[start]

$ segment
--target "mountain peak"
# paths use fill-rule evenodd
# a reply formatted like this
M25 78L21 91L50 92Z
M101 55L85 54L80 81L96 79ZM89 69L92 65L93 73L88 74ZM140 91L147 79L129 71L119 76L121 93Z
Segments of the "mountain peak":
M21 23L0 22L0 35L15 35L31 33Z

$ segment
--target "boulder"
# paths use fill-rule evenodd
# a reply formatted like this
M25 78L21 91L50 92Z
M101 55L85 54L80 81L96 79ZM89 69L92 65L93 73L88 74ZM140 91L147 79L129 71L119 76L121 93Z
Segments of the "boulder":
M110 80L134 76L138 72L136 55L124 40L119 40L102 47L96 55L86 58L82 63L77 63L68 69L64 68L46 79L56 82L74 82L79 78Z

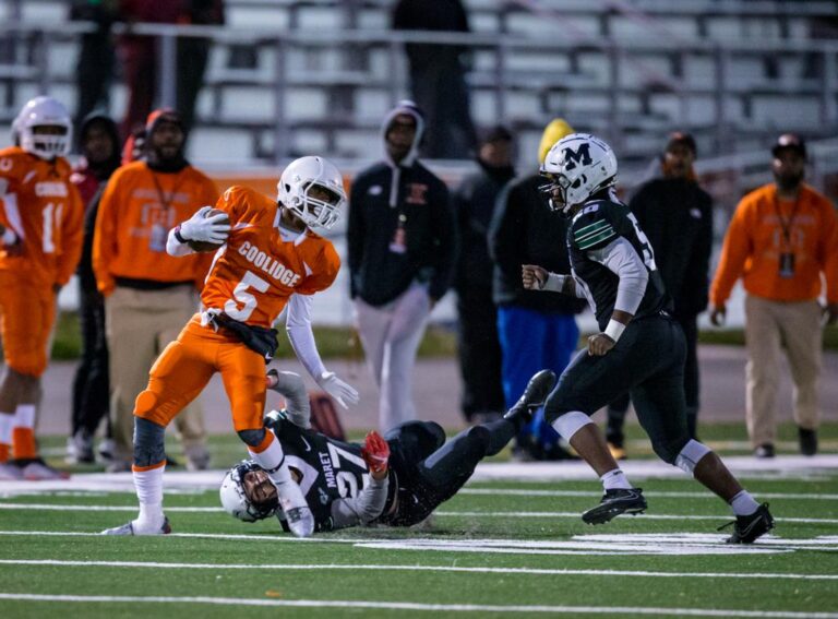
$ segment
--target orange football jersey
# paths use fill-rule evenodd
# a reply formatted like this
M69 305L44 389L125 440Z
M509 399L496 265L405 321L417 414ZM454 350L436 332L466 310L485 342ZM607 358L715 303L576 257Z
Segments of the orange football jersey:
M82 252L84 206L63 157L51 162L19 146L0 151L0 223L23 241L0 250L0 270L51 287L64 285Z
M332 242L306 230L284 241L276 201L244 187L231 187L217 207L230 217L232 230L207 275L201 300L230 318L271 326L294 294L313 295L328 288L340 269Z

[end]
[start]

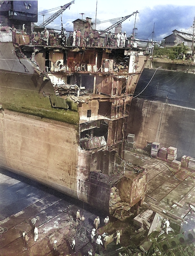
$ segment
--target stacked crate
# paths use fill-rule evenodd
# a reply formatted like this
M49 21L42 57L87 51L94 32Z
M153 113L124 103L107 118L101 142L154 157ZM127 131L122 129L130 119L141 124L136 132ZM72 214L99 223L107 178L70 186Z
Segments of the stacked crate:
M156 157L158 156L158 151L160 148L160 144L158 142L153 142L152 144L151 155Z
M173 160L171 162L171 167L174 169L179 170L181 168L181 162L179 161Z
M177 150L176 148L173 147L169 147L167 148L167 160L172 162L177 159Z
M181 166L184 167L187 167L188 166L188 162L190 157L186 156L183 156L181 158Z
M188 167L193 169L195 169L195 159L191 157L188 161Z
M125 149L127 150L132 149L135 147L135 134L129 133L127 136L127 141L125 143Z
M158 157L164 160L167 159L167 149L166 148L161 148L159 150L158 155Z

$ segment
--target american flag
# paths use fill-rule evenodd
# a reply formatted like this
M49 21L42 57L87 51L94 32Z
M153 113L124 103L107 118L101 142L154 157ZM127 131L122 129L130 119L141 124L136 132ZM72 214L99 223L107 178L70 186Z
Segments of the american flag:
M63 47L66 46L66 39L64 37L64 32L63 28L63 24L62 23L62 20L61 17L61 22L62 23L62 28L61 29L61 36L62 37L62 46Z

[end]

[EXERCISE]: Report each line in the rows above that contains the word "crate".

[THE SOLUTION]:
--target stacked crate
Segments of the stacked crate:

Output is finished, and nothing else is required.